Pass tvm::s_tir::transform::ConvertBlocksToOpaque ( )

Substitute all the block vars with the PrimExprs they are bound to, indicated by the corresponding iter_values in BlockRealize, for opaque blocks by removing all . the iter_values in BlockRealize and iter_vars in Block.

Returns
The pass.

◆ DecorateDeviceScope()

Pass tvm::s_tir::transform::DecorateDeviceScope ( )

Decorate all the function's body as device function.

Returns
The pass.

◆ DefaultGPUSchedule()

Pass tvm::s_tir::transform::DefaultGPUSchedule ( )

Set default thread bindings for GPU PrimFuncs.

Returns
The pass.

◆ HoistExpression()

Pass tvm::s_tir::transform::HoistExpression ( )

Hoist loop-invariant expressions to outside the eligible loops.

Can hoist conditionals used in IfThenElse statements and expressions, bindings of variables in Let statements and expressions, or boolean expressions, configurable to enable/disable each hoistable type.

Returns
The pass.

◆ HoistIfThenElse()

Pass tvm::s_tir::transform::HoistIfThenElse ( tvm::ffi::String  variant = "")

Hoist loop-invariant IfThenElse nodes to outside the eligible loops.

Parameters
variantThe variant of the pass. variant can have any one of following values ["basic", ""(Default)].
Returns
The pass.

◆ InferFragment()

Pass tvm::s_tir::transform::InferFragment ( )

Infer the TensorCore fragment information using tensor intrinsics.

Returns
The pass.

◆ InjectDoubleBuffer()

Pass tvm::s_tir::transform::InjectDoubleBuffer ( )

Inject double buffer statements.

Returns
The pass.

◆ InjectPermutedLayout()

Pass tvm::s_tir::transform::InjectPermutedLayout ( )

Inject permuted layout for shared memory.

Returns
The pass.

◆ InjectPTXAsyncCopy()

Pass tvm::s_tir::transform::InjectPTXAsyncCopy ( )

Rewrite global to shared memory copy on CUDA with asynchronous copy.

Returns
The pass.

◆ InjectPTXLDG32()

Pass tvm::s_tir::transform::InjectPTXLDG32 ( bool  enable_inject = true)

Rewrite global to local memory copy on CUDA with ldg32 instruction.

Parameters
enable_injectWhether to enable injection.
Returns
The pass.

◆ InjectSoftwarePipeline()

Pass tvm::s_tir::transform::InjectSoftwarePipeline ( )

This pass transforms annotated loops into pipelined ones where producers and consumers are overlapped with the information provided in loop annotations, which enables optimization techniques like prefetching and pipeline parallelism.

The pipeline scope consists of the direct children of the annotated loop (ignoring SBlockRealize, SBlock, SeqStmt), and the number of children is denoted by n in the documentation.

The following annotations are used to guide the loop transformation:

1) Loop annotation software_pipeline_stage defines the pipeline stage. An array of n integers, and each element should be in range [0, max_stage], where max_stage is the maximum (inclusive) stage. 2) Loop annotation software_pipeline_order defines the pipeline order. An array of n integers, a permutation of [0, 1, ..., num_components - 1]; 3) SBlock annotation double_buffer_scope controls certain buffer sizes to allow decoupling of read/write dependency. It's an integer index of the write regions of the block.

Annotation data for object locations

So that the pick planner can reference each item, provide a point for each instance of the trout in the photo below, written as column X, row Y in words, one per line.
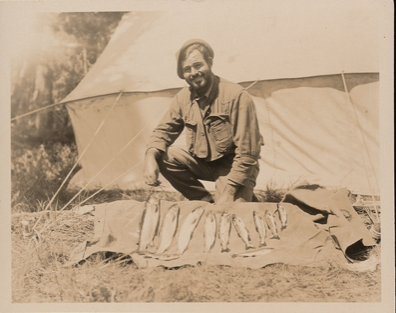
column 225, row 231
column 187, row 229
column 150, row 221
column 169, row 228
column 282, row 215
column 242, row 231
column 271, row 224
column 260, row 228
column 210, row 231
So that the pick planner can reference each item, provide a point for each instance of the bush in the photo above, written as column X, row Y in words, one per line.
column 38, row 172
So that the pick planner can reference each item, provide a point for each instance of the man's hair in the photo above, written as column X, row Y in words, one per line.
column 201, row 48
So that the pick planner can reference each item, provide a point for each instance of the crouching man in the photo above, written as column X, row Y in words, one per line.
column 222, row 133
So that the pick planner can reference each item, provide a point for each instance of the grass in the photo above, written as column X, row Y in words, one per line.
column 39, row 274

Task set
**A.** Reproduce the TVM pass documentation from "Pass tvm::s_tir::transform::InjectPermutedLayout ( )" through "tvm::s_tir::transform::InjectPTXAsyncCopy ( )".
**B.** List every pass in the TVM pass documentation whose name begins with "Inject".
**C.** Please continue the TVM pass documentation after its final sentence.

Answers given
**A.**
Pass tvm::s_tir::transform::InjectPermutedLayout ( )

Inject permuted layout for shared memory.

Returns
The pass.

◆ InjectPTXAsyncCopy()

Pass tvm::s_tir::transform::InjectPTXAsyncCopy ( )

**B.** InjectDoubleBuffer, InjectPermutedLayout, InjectPTXAsyncCopy, InjectPTXLDG32, InjectSoftwarePipeline

**C.**
Every annotated loop is transformed into a loop with three blocks as its direct children:

1) Prologue block, where components whose stage is less than max_stage is executed;

2) Body block, where all the components are executed;

3) Epilogue block, where only components whose stage is greater than 0 will be executed. The execution order is controlled by the annotation software_pipeline_order, and thus could be different than the original order.

Note: For nested software pipelines, the inner software pipeline will be generated first, which may affect the number of the direct children of the outer loop. In this case, the annotations for the outer software pipeline should include the result of the inner software pipeline, which is the three blocks as discussed above.

Returns
The IR transform pass.

◆ InjectVirtualThread()

Pass tvm::s_tir::transform::InjectVirtualThread ( )

Inject virtual thread loops.

Returns
The pass.

◆ InstrumentBoundCheckers()

Pass tvm::s_tir::transform::InstrumentBoundCheckers ( )

Instruments bound checkers.

Returns
The pass.

◆ InstrumentProfileIntrinsics()

Pass tvm::s_tir::transform::InstrumentProfileIntrinsics ( )

Insert intrinsic calls to instrument function and loop level profiling.

Returns
The pass.

◆ LiftThreadBinding()

Pass tvm::s_tir::transform::LiftThreadBinding ( )

Lift the same thread bindings to their LCA loops.

Returns
The pass.

◆ LoopPartition()

Pass tvm::s_tir::transform::LoopPartition ( )

partition loops in the stmt.

Returns
The pass.

◆ LowerAsyncDMA()

Pass tvm::s_tir::transform::LowerAsyncDMA ( )

Lower Async TIR primitives to DMA copy and wait builtins.

Returns
The pass.

◆ LowerAutoCopy()

Pass tvm::s_tir::transform::LowerAutoCopy ( )

Automatically do memory optimizations for auto copy blocks.

Returns
The pass.

◆ LowerCrossThreadReduction()

Pass tvm::s_tir::transform::LowerCrossThreadReduction ( )

Lower cross-thread reduction from thread bindings to intrinsic function calls.

Returns
The pass.

◆ LowerInitBlock()

Pass tvm::s_tir::transform::LowerInitBlock ( )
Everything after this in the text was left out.